*Material shown*:
.....

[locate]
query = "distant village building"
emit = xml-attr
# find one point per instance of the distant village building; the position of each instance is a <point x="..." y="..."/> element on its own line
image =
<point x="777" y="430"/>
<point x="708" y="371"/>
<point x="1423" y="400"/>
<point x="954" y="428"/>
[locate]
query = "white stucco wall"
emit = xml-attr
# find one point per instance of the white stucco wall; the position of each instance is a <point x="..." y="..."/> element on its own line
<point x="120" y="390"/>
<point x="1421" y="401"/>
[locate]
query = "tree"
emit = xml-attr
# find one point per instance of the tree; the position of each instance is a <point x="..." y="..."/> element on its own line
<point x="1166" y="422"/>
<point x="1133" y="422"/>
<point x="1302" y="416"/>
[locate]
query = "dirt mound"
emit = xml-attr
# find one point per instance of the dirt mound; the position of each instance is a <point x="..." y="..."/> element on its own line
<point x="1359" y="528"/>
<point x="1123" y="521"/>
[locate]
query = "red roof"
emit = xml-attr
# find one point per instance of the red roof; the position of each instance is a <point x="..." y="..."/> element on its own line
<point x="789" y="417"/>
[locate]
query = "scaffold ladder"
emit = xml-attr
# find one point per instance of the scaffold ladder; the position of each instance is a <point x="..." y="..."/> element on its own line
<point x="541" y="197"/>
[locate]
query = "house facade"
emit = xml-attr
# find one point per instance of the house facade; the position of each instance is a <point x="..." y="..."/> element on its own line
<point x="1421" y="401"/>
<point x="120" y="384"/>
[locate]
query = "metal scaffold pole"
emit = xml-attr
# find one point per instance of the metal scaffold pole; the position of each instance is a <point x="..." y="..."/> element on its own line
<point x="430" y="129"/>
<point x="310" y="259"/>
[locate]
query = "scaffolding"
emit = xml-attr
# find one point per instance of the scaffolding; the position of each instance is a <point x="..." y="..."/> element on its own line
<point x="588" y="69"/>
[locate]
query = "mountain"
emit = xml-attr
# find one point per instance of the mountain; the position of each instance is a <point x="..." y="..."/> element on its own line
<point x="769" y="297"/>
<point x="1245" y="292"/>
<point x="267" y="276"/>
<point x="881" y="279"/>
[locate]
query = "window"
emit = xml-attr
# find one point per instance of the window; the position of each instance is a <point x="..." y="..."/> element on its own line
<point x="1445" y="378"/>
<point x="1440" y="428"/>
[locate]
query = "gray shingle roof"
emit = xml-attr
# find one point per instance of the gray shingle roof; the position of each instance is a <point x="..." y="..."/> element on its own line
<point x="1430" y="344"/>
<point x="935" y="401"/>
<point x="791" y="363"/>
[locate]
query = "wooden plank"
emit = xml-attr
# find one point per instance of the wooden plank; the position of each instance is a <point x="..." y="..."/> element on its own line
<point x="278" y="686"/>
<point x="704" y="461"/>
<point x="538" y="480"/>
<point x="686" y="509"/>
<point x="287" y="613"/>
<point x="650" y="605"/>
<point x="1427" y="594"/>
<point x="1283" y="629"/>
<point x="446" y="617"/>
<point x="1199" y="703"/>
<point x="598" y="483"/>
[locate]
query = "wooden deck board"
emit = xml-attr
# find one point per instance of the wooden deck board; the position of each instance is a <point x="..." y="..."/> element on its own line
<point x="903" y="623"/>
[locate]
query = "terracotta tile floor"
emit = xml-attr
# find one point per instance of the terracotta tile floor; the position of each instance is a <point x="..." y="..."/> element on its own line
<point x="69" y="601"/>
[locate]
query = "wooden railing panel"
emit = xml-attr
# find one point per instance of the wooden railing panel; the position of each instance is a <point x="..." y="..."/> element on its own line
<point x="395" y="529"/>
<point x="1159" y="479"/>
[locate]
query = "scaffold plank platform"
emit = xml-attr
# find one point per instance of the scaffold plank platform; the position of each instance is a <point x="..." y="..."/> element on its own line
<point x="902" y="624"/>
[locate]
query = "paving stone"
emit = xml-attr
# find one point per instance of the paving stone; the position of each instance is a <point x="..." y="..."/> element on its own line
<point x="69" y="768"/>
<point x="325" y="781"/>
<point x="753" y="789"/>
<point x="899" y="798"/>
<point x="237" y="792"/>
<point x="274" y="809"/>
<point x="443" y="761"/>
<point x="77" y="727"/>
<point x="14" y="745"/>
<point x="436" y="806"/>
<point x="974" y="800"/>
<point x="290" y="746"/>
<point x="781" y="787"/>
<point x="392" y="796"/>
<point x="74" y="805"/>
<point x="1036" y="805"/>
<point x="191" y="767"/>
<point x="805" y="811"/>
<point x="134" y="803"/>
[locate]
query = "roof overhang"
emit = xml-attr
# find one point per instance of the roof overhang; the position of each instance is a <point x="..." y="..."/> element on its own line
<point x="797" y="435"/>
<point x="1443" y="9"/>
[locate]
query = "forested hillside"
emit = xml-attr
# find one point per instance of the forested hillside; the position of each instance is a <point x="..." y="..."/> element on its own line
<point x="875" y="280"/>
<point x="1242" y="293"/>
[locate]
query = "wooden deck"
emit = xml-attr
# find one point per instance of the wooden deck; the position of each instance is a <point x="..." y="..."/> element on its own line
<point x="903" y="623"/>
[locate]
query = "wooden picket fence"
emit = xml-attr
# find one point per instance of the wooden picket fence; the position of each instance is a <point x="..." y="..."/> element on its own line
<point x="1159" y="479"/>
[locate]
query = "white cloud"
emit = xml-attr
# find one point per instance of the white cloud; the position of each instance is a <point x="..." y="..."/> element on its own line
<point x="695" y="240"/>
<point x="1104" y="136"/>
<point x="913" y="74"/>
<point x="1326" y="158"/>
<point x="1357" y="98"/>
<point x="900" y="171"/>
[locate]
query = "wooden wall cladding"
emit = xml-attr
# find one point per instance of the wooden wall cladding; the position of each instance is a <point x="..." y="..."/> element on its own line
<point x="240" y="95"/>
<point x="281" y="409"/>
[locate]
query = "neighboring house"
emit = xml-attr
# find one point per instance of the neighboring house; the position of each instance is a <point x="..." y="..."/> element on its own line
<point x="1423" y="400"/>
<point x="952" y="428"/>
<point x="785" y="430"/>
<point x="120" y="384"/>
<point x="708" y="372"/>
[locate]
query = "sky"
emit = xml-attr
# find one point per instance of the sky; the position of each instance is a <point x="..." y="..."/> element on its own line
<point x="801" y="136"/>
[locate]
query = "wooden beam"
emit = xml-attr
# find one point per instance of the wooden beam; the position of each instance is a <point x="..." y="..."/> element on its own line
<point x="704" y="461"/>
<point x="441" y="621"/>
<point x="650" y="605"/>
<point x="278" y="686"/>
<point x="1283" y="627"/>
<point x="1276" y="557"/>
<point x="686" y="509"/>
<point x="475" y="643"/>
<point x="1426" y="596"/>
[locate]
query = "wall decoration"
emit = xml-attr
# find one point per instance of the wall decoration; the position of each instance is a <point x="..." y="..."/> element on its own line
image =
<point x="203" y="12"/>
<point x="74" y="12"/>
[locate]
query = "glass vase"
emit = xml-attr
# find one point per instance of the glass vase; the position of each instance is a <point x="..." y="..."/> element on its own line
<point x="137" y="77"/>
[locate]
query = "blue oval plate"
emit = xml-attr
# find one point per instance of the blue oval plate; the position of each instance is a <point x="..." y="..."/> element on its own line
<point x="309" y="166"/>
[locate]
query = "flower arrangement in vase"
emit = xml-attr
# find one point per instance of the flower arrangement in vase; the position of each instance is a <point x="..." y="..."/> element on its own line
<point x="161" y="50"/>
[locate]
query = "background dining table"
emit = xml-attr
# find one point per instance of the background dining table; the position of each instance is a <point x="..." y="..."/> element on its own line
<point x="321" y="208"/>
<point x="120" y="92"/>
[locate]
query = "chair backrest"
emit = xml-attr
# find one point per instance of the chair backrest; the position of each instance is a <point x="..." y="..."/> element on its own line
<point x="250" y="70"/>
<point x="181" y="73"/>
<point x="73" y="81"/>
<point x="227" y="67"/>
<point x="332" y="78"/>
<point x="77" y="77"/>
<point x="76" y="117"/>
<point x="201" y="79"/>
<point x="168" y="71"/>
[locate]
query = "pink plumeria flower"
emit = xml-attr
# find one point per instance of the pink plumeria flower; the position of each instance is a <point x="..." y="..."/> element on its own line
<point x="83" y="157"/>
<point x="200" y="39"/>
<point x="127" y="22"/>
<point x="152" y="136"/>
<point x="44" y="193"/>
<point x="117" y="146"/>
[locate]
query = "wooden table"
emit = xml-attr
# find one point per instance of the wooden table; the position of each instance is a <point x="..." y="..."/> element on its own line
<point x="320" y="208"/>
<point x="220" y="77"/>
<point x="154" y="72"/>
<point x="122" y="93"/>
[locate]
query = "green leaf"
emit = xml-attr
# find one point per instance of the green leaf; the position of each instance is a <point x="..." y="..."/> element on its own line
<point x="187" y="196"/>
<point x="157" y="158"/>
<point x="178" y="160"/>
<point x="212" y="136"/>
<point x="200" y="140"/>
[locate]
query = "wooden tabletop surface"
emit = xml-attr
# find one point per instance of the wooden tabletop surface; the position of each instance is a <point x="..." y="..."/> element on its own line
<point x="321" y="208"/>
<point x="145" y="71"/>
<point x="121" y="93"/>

.....

*Problem details*: Tally the lines of the records above that contain the string "distant", treating case as significant. Give only the number.

*Reply to the exercise*: 2